Task to complete:
Set every record down verbatim and omit the pictures.

Information given:
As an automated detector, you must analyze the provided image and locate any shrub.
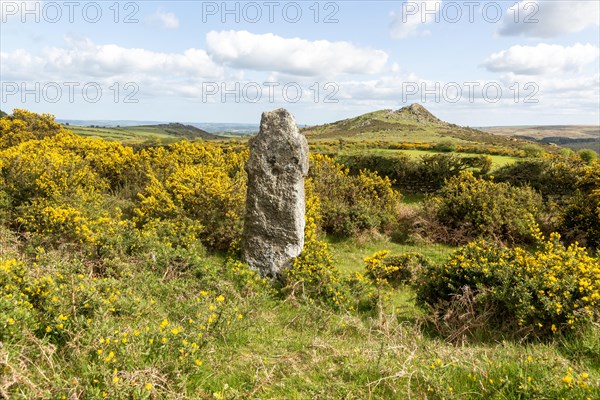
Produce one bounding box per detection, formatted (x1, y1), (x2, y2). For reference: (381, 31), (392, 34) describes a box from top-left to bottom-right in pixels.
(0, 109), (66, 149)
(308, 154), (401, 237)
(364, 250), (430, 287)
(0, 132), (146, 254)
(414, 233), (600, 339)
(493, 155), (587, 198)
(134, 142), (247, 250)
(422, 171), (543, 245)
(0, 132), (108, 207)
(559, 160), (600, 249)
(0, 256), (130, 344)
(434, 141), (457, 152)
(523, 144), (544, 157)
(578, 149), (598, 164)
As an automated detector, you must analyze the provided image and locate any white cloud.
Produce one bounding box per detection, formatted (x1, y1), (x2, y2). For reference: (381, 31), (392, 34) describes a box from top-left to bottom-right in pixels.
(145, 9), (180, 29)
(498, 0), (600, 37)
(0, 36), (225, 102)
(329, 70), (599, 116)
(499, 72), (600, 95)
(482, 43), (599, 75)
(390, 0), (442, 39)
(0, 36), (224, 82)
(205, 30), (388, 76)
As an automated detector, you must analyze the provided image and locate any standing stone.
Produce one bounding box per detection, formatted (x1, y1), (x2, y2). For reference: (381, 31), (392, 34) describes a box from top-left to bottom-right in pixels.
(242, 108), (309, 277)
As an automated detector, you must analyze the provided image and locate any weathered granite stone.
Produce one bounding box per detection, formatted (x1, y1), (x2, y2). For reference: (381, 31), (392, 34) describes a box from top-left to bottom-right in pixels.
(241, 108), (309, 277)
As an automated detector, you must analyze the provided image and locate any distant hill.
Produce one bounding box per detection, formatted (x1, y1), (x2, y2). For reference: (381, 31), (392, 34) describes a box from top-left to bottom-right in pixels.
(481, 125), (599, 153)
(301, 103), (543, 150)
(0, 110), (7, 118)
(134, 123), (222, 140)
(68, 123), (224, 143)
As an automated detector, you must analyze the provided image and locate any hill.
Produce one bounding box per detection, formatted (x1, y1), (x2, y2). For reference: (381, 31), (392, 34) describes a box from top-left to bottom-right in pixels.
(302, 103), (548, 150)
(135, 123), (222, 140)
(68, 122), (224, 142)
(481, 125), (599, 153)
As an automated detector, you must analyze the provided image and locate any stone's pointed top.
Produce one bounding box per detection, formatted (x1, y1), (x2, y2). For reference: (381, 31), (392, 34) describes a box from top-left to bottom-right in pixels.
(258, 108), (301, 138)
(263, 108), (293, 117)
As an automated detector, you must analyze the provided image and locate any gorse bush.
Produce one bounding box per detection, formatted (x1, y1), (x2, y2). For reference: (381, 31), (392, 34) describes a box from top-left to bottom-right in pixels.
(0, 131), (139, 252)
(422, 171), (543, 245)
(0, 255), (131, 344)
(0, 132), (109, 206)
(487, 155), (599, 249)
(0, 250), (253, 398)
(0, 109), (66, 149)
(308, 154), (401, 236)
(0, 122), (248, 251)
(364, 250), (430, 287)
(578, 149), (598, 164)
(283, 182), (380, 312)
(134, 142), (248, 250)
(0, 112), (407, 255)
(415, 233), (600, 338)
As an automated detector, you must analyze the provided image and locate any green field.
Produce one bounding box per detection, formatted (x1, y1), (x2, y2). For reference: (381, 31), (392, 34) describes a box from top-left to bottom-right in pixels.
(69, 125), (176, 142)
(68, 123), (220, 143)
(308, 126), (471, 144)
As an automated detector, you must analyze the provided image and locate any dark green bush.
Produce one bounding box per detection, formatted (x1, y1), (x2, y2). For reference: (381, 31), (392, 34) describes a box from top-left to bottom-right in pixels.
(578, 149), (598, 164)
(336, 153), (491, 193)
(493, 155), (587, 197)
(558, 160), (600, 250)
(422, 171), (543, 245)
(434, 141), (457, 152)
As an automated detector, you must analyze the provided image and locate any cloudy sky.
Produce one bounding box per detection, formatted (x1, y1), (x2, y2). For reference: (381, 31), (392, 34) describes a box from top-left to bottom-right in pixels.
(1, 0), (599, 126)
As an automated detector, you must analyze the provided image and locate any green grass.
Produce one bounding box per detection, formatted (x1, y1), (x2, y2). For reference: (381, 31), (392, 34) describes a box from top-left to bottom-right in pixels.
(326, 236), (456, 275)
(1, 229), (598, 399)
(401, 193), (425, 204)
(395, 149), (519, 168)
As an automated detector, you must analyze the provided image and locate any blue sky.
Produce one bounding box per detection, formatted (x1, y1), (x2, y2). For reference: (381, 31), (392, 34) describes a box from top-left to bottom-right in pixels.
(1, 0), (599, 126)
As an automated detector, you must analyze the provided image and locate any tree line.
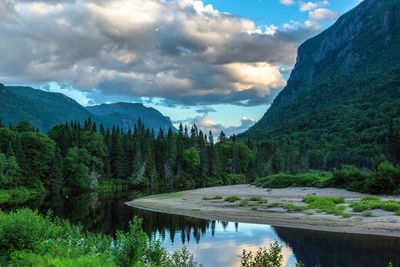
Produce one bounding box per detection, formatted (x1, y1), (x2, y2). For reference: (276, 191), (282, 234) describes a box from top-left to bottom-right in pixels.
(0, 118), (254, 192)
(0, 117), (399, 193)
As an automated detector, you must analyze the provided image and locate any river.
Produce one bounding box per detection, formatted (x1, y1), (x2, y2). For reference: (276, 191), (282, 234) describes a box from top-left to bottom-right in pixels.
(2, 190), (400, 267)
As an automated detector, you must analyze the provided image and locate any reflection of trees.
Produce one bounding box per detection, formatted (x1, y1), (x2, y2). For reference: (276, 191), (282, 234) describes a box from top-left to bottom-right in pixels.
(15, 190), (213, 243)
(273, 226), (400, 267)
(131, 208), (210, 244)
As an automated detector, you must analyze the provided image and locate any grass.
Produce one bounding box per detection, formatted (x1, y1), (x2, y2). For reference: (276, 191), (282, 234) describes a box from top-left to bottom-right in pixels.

Solution to the exercise:
As an automated detector, you must analyze the provided image and locate any shrub.
Produce one bounding box per detection, formatted (x1, y1), (x2, y2). For reference: (381, 31), (392, 34) describes a box from top-left to bottom-right in pixels.
(0, 109), (66, 149)
(308, 154), (401, 237)
(364, 250), (430, 287)
(0, 132), (146, 254)
(414, 233), (600, 339)
(493, 155), (587, 198)
(134, 142), (247, 250)
(422, 171), (543, 245)
(0, 132), (108, 207)
(559, 160), (600, 249)
(0, 256), (130, 344)
(434, 141), (457, 152)
(523, 144), (544, 157)
(578, 149), (598, 164)
As an automated detector, you must analyze the provided image and locate any white cloud.
Produce one bounding box per detection, formatted (x1, y1), (x2, y2). For reference: (381, 31), (392, 34) describes a box from top-left to bottom-right in pixels.
(145, 9), (180, 29)
(498, 0), (600, 37)
(0, 36), (225, 102)
(329, 70), (599, 116)
(499, 72), (600, 95)
(482, 43), (599, 75)
(390, 0), (442, 39)
(0, 36), (224, 82)
(205, 30), (388, 76)
As an automated detector, you must analyze the provided image and locate any standing stone.
Produce one bounding box per detection, formatted (x1, y1), (x2, y2). For reference: (381, 31), (392, 34) describes a box from top-left to bottom-right in pixels.
(242, 108), (309, 277)
As an automated detector, you must analyze the provided image and locate any weathered granite stone.
Produce one bounding box per detection, formatted (x1, y1), (x2, y2). For reference: (381, 31), (392, 34) describes a box from top-left to bottom-right in pixels.
(241, 108), (309, 277)
As an automated detector, you must analyze the provided image and locate any distant hill.
Produce one bounding box per detection, formatted (x1, y1), (x2, y2). For reference: (381, 31), (392, 34) describes a box from top-left to bottom-right in pixels.
(481, 125), (599, 153)
(301, 103), (543, 150)
(0, 110), (7, 118)
(134, 123), (222, 140)
(68, 123), (224, 143)
As an automated detector, you must analyze the provided image and locate any hill.
Produce one bounding box per detection, formatted (x1, y1), (x2, y2). For reference: (381, 31), (392, 34) describes a box from top-left to bottom-right in pixels.
(302, 103), (548, 150)
(135, 123), (222, 140)
(68, 122), (224, 142)
(481, 125), (599, 153)
As an automated detector, you must analyze the provided image and locate any stone's pointed top.
Produce one bounding box per detection, formatted (x1, y1), (x2, y2). For reference: (381, 31), (392, 34) describes a box from top-left to bottom-right in pixels.
(258, 108), (301, 138)
(263, 108), (293, 117)
As an automated detector, you must analyze the provided image and locate any gorse bush.
Produce one bounding box per detection, formatted (x1, y1), (x2, y2). For reference: (381, 31), (392, 34) describes a box from top-left to bottom-right in pixels.
(0, 131), (139, 252)
(422, 171), (543, 245)
(0, 255), (131, 344)
(0, 132), (109, 206)
(487, 155), (599, 249)
(0, 250), (253, 398)
(0, 109), (66, 149)
(308, 154), (401, 236)
(0, 122), (248, 251)
(364, 250), (430, 287)
(578, 149), (598, 164)
(283, 182), (380, 312)
(134, 142), (248, 250)
(0, 112), (407, 255)
(415, 233), (600, 338)
As an automated detector, you must analyze the provided image and locate any green field.
Produce one bounding box per detection, formatted (x1, y1), (x2, y2). For reference: (381, 31), (392, 34) describes a box from top-left to bottom-right in pixels.
(69, 125), (176, 142)
(68, 123), (220, 143)
(308, 126), (471, 144)
As an automated detector, you must analyze the provided image and locate any dark green bush.
Produce one bounding box per detection, formatted (x1, y1), (x2, y2). For reference: (381, 31), (392, 34) describes a box from top-left to bottom-right in pixels.
(578, 149), (598, 164)
(336, 153), (491, 193)
(493, 155), (587, 197)
(558, 160), (600, 250)
(422, 171), (543, 245)
(434, 141), (457, 152)
As an automated detector, you must analyze the provided image and locate any cloudy sky.
Produce one bounding box per detection, formatted (x1, y1), (x2, y2). For reference: (381, 31), (392, 34) describes a box from top-left to bottom-right in pixels.
(1, 0), (599, 126)
As an automated detector, you must analyze the provided image and locate any green grass.
Produce one bounding box per detection, formatted (x1, y1), (x2, y2). For reference: (381, 31), (392, 34) describes a box from top-left to bottom-right in pixels.
(326, 236), (456, 275)
(1, 229), (598, 399)
(401, 193), (425, 204)
(395, 149), (519, 168)
As an automated detector, you must analyze the provided image and locate any blue sky.
Produce one bounding box per detection, formatted (x1, y1), (x2, y2). For reference: (381, 31), (392, 34) describes a box from top-left to bottom-right in pixels.
(1, 0), (599, 126)
As an automated detector, you must analyze the provided image and locate any tree line.
Produce one bounding box per detection, formatted (x1, y1), (x2, y2). For reference: (276, 191), (282, 234) describes a box from top-left to bottom-right in pixels.
(0, 118), (254, 192)
(0, 117), (399, 193)
As an automated detector, you must analyze the provided image and locate any river.
Produce one bounding box per detection, formatted (x1, y1), (x2, y2). For reference: (276, 191), (282, 234) describes a box from top-left to bottom-right in pixels.
(2, 190), (400, 267)
As an automated detector, you must analyze the provided image and locate any reflection of trees.
Produce one bounding box per detection, formatted (x1, y1), (x2, y2). For reference: (276, 191), (282, 234) describes a box from top-left to bottom-right in pixels.
(15, 190), (213, 243)
(273, 226), (400, 267)
(131, 208), (210, 244)
As an automated detector, you must analyze the provided image and locate any grass.
Produce one bounding box per detection, formatted (x1, y1), (x2, y2). For reference: (276, 191), (282, 234) describes a box from top-left to bottom-right in pixels.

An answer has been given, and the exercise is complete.